* _REQUIRED ACTION_: A word-for-word restatement of the listing is the only acceptable answer.

* _EXCERPTED RECORDS_:
'''

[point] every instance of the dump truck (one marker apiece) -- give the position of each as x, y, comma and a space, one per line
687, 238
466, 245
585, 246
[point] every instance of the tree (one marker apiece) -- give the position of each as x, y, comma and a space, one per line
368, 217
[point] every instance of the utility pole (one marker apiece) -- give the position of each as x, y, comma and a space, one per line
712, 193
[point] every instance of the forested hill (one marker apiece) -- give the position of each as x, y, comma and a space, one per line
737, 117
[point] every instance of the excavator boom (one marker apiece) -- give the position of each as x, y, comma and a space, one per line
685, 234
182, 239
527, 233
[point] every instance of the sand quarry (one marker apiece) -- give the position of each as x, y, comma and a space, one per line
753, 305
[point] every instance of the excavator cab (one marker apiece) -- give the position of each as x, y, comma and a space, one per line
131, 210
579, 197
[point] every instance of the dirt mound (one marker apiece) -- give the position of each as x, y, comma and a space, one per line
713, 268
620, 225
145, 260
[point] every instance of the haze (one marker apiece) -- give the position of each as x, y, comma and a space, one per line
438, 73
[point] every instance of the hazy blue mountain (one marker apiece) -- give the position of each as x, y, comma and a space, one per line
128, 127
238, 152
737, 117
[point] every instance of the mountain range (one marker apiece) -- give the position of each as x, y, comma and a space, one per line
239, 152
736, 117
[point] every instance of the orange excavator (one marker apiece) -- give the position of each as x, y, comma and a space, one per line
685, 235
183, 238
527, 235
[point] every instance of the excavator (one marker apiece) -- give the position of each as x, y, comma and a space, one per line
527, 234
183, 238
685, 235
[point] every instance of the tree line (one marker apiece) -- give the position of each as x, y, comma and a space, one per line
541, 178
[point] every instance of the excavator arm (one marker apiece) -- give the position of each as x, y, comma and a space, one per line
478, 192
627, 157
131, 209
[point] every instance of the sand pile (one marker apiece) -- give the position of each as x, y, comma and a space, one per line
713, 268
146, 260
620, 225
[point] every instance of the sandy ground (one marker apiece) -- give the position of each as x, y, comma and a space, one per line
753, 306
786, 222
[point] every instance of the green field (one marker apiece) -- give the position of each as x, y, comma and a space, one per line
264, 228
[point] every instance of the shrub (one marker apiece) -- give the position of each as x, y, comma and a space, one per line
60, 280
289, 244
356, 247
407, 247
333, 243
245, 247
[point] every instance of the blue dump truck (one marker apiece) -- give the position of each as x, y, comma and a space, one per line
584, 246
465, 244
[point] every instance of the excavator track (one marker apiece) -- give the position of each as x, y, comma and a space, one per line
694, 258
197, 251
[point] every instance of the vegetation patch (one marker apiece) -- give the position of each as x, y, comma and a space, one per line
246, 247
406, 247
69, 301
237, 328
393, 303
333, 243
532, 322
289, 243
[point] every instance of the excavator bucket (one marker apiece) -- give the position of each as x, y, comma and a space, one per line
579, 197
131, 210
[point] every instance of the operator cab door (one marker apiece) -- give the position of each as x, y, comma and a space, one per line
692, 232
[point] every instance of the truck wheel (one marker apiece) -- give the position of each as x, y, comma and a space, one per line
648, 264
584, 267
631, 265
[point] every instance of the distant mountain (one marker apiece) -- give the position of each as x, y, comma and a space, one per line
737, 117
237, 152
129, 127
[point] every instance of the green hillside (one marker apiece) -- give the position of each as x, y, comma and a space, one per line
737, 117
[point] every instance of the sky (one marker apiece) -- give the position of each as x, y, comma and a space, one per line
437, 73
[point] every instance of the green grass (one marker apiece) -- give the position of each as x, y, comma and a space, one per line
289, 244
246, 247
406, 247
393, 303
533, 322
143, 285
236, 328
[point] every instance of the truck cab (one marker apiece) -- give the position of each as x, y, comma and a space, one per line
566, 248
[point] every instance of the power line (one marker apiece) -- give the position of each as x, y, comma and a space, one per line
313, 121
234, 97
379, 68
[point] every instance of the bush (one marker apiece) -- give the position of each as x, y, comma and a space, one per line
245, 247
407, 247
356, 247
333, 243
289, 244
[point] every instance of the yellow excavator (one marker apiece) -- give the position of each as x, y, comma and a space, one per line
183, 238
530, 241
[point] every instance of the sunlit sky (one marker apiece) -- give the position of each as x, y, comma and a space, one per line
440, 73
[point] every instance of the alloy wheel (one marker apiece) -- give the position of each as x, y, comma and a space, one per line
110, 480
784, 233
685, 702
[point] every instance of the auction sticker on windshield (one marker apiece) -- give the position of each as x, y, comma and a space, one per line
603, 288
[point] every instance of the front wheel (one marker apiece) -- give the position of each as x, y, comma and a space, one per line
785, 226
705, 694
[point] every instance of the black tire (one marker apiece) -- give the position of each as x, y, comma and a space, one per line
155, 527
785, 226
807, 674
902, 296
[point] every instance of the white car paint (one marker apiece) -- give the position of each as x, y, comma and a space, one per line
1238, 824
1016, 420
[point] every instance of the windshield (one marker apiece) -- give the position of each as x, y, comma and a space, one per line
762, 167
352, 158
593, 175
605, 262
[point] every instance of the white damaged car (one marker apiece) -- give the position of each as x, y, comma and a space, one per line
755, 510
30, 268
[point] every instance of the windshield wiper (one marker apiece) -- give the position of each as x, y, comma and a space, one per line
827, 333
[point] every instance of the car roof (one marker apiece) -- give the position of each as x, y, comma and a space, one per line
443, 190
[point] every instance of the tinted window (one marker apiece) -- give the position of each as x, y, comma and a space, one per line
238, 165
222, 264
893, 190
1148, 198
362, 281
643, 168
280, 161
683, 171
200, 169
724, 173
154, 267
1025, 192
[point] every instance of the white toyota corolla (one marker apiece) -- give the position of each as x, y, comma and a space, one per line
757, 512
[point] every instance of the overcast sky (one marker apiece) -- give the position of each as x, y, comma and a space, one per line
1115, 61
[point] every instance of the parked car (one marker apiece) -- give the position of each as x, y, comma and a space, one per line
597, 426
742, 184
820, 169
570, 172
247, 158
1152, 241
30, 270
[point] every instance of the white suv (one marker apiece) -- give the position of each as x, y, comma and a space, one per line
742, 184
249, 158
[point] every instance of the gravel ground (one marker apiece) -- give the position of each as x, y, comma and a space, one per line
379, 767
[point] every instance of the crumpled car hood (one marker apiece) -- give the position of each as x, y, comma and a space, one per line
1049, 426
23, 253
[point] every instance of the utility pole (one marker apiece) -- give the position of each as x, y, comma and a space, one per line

'''

* _EXPECTED ANSWER_:
[point] every instance of the dump truck (one marker apiece) -- give the position of each as x, y, comma and a space, one per line
687, 238
466, 245
585, 246
[point] every instance of the tree (one marker apiece) -- give the position of each as x, y, comma and a space, one per line
368, 217
[point] every instance of the utility pole (one marker apiece) -- give the position of each as x, y, comma and a space, one per line
712, 193
[point] every instance of the forested hill (one marker apiece) -- give the position of each as x, y, comma and a space, one per line
737, 117
[point] every instance of the excavator boom (one marker apiece) -- give the position of each as x, y, comma and a space, one per line
685, 234
182, 239
527, 233
[point] every instance of the sand quarry (one marker apiece) -- give the position of each as x, y, comma and a space, one per line
753, 305
[point] every instance of the excavator cab (one marker apiece) -- give the position of each as x, y, comma and a space, one per line
131, 210
579, 197
[point] every instance of the dirt mound (one marker apiece) -- give the position of each as x, y, comma and a space, one per line
713, 268
620, 225
145, 260
[point] every instance of the haze (one marker apiece) -- give the position of each as x, y, comma and a space, one per line
438, 73
[point] every instance of the hazy blue mountain (one marker apiece) -- give the position of each as x, y, comma and a space, one per line
128, 127
238, 152
737, 117
[point] every instance of the mountain range (one marker apiece) -- give the position of each as x, y, comma and a space, one per line
239, 152
736, 117
[point] every instance of the orange excavator (one marker apiece) -- give the position of each as x, y, comma and a space, one per line
685, 235
183, 238
527, 235
[point] every instance of the excavator (one marker apiece) -- give the position of each as x, y, comma and a space, one per line
527, 234
183, 238
685, 235
[point] every instance of the tree line (one marker apiece) -- give the position of each as x, y, comma and a space, one per line
541, 178
[point] every instance of the excavator arm (one marker apiece) -- give the position of each as x, y, comma and a space, one per line
478, 192
627, 157
131, 209
[point] every instance of the sand pile (one marker apiece) -- give the position of each as x, y, comma and a space, one per line
713, 268
146, 260
620, 225
[point] every instance of the sandy ground (one marker apiece) -- give the position of each as x, y, comma and a space, one per line
753, 306
786, 222
[point] every instance of the green field (one marker apiece) -- give the position of each as x, y, comma and a space, one per line
264, 228
[point] every instance of the shrub (one marker apiece) -- give the position of each as x, y, comma and a space, one per line
60, 280
289, 244
356, 247
407, 247
333, 243
245, 247
[point] every instance of the blue dump truck (one marker apiece) -- give the position of each as x, y, comma and a space, one per line
584, 246
465, 244
[point] every instance of the excavator track (one marker apiece) -- give the position of each as x, y, comma and a space, one per line
694, 258
197, 251
[point] every instance of the vegetation patch (one marker apiece) -- give the position of each as x, y, comma and a space, one per line
246, 247
406, 247
69, 301
237, 328
393, 303
333, 243
532, 322
289, 243
[point] every instance of the excavator bucket (one marker apiece) -- give the position of each as x, y, comma and a space, one per line
579, 197
131, 210
[point] every instance of the operator cab door (one marker apiece) -- give the position of each as x, y, comma and a space, one per line
692, 232
[point] every instance of the truck wheel (one marker apiece) -- give the position of each as x, y, comma and a space, one per line
648, 264
584, 267
631, 265
[point] every instance of the distant mountain (one marker apiece) -- give the position of each as x, y, comma and a space, one per line
737, 117
237, 152
129, 127
[point] every instance of the green hillside (one marker apiece) -- give the position of each as x, y, comma and a space, one per line
737, 117
[point] every instance of the sky (one marker apiece) -- give the position of each as x, y, comma and a space, one per line
437, 73
[point] every instance of the green grass (one marker apiece) -- give the position of each as x, y, comma and a space, one per line
289, 244
246, 247
406, 247
393, 303
533, 322
143, 285
236, 328
[point] every instance of the truck cab (one marker apiece) -- give the position of each as x, y, comma and a space, one per line
566, 248
[point] every instance of the power line (one marker apiece) -- give the position of each as x, y, comma and a space, one per line
313, 121
234, 97
379, 68
[point] every instance of the bush (one marker apiece) -- give the position of each as x, y, comma and a space, one per line
245, 247
407, 247
356, 247
333, 243
289, 244
[point] every instance of the yellow excavator (one marker apiece) -- give the position of each as x, y, comma and a space, one per line
183, 238
530, 241
[point] every instance of the sunlit sky (one marker apiece) -- give the position of each as x, y, comma and a space, one per line
440, 73
[point] every instance of the alloy wheel (one marker apiece) -- give the position of each as x, y, comma and a space, one per line
110, 480
784, 233
685, 702
[point] every instance of the auction sticker on windshield (one marker apiece) -- give the position of each as x, y, comma and a space, one per line
603, 288
[point] every instance of the front wheel (one marker apiece) -- give the position of each as x, y, comma and a space, one per line
785, 226
705, 694
[point] every instance of the black tire (one marker apiece) -- give the position of each as x, y, comma and a space, one per line
155, 527
785, 226
807, 674
902, 296
[point] every instance of the white car paint (one marker apiece) -- give the position of each as x, y, comma and a space, one per line
1238, 824
1016, 420
[point] every instance of the windshield (one marker apiece) -- give the position of each as x, y, comma and a space, one per line
762, 167
352, 158
593, 175
605, 262
[point] every instance of the white damaged car (one marker apiece) -- give the position of each as x, y, comma and a space, one per line
755, 510
30, 268
[point] every instance of the windshield wiper (one marker apiece) -- give the position of each as x, y, comma and a space, one per line
827, 333
[point] every instance of the car roof (one marker apiece) -- give the position of each as x, y, comma and a space, one per line
443, 190
[point] every instance of the tinted window (one marker apiece) -- give the position of each as x, y, comma and a space, one per line
238, 165
222, 264
893, 190
1148, 198
362, 281
643, 168
280, 161
683, 171
200, 169
724, 173
154, 267
1025, 192
[point] every instance of the white toyota corolla (one marker apiece) -- give the position of each as x, y, comma and a space, one per line
757, 512
[point] every instance of the overcast sky (one marker apiece) -- give the position of each as x, y, comma and a space, one per line
1115, 61
[point] every instance of the parked car (one marker apiece) -- give the position of each as x, y, comma and a space, one per line
597, 426
742, 184
820, 169
570, 172
247, 158
1152, 241
30, 270
[point] every instance of the white suv (one marker apiece) -- give the position of each as x, y, comma and a space, one per line
742, 184
249, 158
[point] every instance of the gravel ground (one marker apiece) -- give the position of each as x, y, comma and a space, one per line
379, 767
[point] every instance of the crumpled car hood (one marker apiece) -- give the position of each as x, y, comma and a space, one per line
1049, 426
23, 253
[point] every instance of the utility pole (one marker apiece) -- give the position of each as x, y, comma and a space, one per line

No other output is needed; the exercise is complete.